- [Passage]
* START *
Hacker News new | ask | show | jobs
by nwallin 2139 days ago
Barrier synchronization is always going to wreck parallel performance. When possible, it's good to break up your work so that data dependencies are explicit and fine grained. So instead of breaking up work like this:

    IIIIJJJJKKKKLLLL

    <barrier>

    EEEEFFFFGGGGHHHH

    <barrier>

    AAAABBBBCCCCDDDD
... where each row is dependent on the entire previous row, break it up like this:

    HHHHIIIIJJJJKKKK

    EEEEEEFFFFGGGGGG

    AAAABBBBCCCCDDDD
Where E is dependent on A and B, (and begins when they are done) H is dependent only on E, F is dependent on B and C, etc. This way you don't have to wait for the entire strip to finish, you can start work on E after A+B, but while D is still working. This also gives you weird block sizes for "free", which is a huge no-no with barrier synchronization. For instance, Es and Gs are size 6; if the first example had most elements of size 4, but one element of size 6, it would be catastrophic. All your threads would be done when the final thread is only 66% complete, and it's single threaded from there on out for that strip.
* END *
- [Given records]
* START *
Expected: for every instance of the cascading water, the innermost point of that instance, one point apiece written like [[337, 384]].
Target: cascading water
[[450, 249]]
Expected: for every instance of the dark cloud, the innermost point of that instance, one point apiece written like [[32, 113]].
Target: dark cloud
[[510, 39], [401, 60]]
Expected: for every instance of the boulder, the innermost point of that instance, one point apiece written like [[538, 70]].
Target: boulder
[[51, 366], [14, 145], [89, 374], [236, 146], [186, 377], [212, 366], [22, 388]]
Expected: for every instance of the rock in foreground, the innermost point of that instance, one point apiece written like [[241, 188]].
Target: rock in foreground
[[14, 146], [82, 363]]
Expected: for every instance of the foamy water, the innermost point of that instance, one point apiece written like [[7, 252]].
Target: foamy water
* END *
- [Exercise instructions] Copy word for word the stretch of the barrier synchronization comment from "HHHHIIIIJJJJKKKK" through "for that strip.". The items come from a different source than the comment on barrier synchronization.

- [Answer to this exercise]
HHHHIIIIJJJJKKKK

    EEEEEEFFFFGGGGGG

    AAAABBBBCCCCDDDD
Where E is dependent on A and B, (and begins when they are done) H is dependent only on E, F is dependent on B and C, etc. This way you don't have to wait for the entire strip to finish, you can start work on E after A+B, but while D is still working. This also gives you weird block sizes for "free", which is a huge no-no with barrier synchronization. For instance, Es and Gs are size 6; if the first example had most elements of size 4, but one element of size 6, it would be catastrophic. All your threads would be done when the final thread is only 66% complete, and it's single threaded from there on out for that strip.